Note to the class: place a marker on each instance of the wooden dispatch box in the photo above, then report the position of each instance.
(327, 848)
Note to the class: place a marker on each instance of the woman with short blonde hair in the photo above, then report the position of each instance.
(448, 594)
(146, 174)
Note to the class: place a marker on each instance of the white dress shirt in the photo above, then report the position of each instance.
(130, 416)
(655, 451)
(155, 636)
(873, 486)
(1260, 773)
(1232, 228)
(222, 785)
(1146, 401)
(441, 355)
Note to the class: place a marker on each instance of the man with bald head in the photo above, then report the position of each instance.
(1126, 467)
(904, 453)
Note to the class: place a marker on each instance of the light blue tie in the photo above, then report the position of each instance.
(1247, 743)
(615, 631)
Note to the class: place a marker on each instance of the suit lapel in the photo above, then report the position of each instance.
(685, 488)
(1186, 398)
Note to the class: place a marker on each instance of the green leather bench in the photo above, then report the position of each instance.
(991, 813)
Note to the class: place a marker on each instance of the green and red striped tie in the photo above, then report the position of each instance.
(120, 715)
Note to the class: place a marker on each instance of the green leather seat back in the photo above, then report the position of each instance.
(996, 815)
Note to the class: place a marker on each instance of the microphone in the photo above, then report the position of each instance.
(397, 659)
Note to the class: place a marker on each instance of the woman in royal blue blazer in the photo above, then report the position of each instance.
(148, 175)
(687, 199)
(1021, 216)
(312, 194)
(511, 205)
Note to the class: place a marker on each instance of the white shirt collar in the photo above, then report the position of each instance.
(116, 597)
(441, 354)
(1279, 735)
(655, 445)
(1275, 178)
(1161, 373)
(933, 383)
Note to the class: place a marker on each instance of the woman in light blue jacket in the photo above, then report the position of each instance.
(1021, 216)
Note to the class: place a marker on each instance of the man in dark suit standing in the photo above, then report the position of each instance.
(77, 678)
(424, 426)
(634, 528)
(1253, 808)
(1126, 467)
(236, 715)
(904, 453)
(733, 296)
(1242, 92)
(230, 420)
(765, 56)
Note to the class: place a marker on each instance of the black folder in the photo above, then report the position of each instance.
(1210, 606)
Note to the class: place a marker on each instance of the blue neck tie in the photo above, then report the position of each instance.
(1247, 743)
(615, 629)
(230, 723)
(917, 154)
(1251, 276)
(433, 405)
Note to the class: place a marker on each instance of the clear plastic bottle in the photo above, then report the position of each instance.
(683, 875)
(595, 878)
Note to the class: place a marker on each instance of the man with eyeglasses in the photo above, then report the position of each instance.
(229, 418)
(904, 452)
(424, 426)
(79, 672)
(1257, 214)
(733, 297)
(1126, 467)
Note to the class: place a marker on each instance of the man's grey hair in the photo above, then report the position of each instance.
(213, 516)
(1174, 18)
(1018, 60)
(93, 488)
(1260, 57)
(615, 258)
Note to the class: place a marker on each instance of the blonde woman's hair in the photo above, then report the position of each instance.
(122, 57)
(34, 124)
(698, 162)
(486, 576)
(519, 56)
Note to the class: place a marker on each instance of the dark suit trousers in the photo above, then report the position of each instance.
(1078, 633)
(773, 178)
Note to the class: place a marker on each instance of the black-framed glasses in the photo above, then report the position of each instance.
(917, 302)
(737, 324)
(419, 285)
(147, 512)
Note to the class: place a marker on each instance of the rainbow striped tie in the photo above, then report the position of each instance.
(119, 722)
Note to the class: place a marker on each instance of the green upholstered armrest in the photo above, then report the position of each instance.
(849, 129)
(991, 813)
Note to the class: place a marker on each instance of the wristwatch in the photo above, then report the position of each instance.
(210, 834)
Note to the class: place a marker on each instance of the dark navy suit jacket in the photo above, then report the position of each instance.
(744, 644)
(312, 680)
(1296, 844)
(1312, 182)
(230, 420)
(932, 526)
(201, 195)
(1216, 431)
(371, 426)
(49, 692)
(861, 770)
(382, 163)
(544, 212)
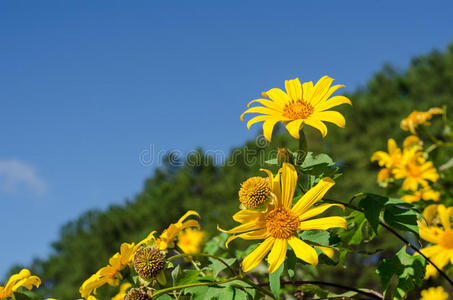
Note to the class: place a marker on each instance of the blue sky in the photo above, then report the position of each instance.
(86, 86)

→ TASK: Above is a listing with pictures. Write it out exactly without them.

→ PROBLEM SOLUTION:
Note to the class: place a marker on each instance of the wooden dispatch box in the photo above, then report the position of each instance.
(327, 848)
Note to the class: place a marker on each instance of the woman with short blonde hair in the photo above, then report the position of each instance.
(448, 594)
(146, 174)
Note to the class: place a marker on each instance of the white dress shirt in the photo above, then report the position of each instance.
(130, 416)
(655, 451)
(155, 636)
(873, 486)
(1260, 773)
(1232, 228)
(222, 785)
(1146, 401)
(441, 355)
Note to the class: place a marker on each instance of the man with bald head in the photo above, then report the position of each instance.
(1126, 467)
(904, 453)
Note to the class: place a marker on each instance of the light blue tie in the photo above, then report the position of each instance.
(1247, 743)
(615, 631)
Note to the class: place a marker on each instance of the suit lapel in the photo above, then report the position of each instance.
(685, 488)
(1186, 398)
Note to the class: place a marker on each instance of the green leather bench in the photo above, then report the position of each instance.
(991, 813)
Note to the class: place a marker on each instance of the green and red striped tie in the photo above, then report the position of each instance.
(120, 715)
Note to the class: place a marker on each instance of the green leather seat back in the photo above, then report the position of each instance.
(996, 815)
Note to the class: place a marker on each instance of the microphone in the photo above, then report the position of each instance.
(397, 659)
Note to the class: place a marker on each instance of the woman in royal blue blazer in the photo above, then report the position of each instance.
(148, 175)
(687, 199)
(1021, 216)
(312, 194)
(511, 205)
Note to the class: place a marker on each instance of the white shirt collar in the photo above, then report the position of each instance.
(116, 597)
(441, 354)
(1279, 735)
(655, 445)
(1275, 178)
(1161, 373)
(933, 383)
Note to the class: place a marker on each instance of the woman in light blue jacket in the photo above, then report the position of each instance.
(1021, 216)
Note to the class: place a marker on each instance of the man in dark suit standing in the photo above, then report the position of each instance.
(77, 678)
(424, 426)
(634, 528)
(1253, 808)
(1126, 467)
(236, 715)
(904, 453)
(733, 296)
(1242, 92)
(230, 420)
(765, 56)
Note to the class: place a marker on each instance of the black folder in the photo above, then report the position of each instance.
(1210, 606)
Note to the class: place a marker on each instance of the blue neck tie in the photo above, then report the position of each instance.
(1247, 743)
(615, 629)
(230, 723)
(917, 154)
(1251, 276)
(433, 405)
Note to the class: place a marker on each instance of the clear plastic bottle in the photo above, then report the position of each instance.
(683, 875)
(595, 878)
Note to the class: place a marker on each instance of the man with eyeglasses in the photo above, then report the position of each instance.
(229, 418)
(904, 452)
(424, 426)
(79, 672)
(1257, 214)
(733, 297)
(1126, 467)
Note to the class: place a marker on each instance of the man's grey hair in the photo above, then report the position of each instance.
(213, 516)
(1174, 18)
(1018, 60)
(93, 488)
(1260, 57)
(615, 258)
Note to the class: place a marker on each instance of the blonde woman's hair in the photo above, then report the position of each instance.
(122, 57)
(34, 124)
(698, 162)
(486, 576)
(519, 56)
Note to the class: place a marker on each instance of the dark suit trousers in the photo above, then report the position of each instance.
(1078, 633)
(773, 178)
Note to the class: place a marker on each instance of the black-framed glasses in the photo above, then report the position of each instance.
(917, 302)
(737, 324)
(419, 285)
(147, 512)
Note to the class: place a marker on each instance of the rainbow striped tie in the photo above, then report the position of each instance.
(119, 722)
Note to the class: place a marker on each instance of the green upholstered armrest in the photo above, then report the position of each instance.
(849, 129)
(991, 813)
Note to the class: place a marker on each instance of the wristwatch in the photo above, then report the position of each instance.
(210, 834)
Note to the class: place a marker on each instance of the dark navy suit jacket in the photo above, then report the position of each instance.
(744, 644)
(312, 680)
(1296, 844)
(1312, 182)
(230, 420)
(932, 526)
(201, 195)
(1216, 431)
(371, 426)
(49, 692)
(861, 770)
(382, 163)
(544, 212)
Note to the class: place a marker on each instance of the blue sky in the photo above, then report the position of each instance.
(86, 86)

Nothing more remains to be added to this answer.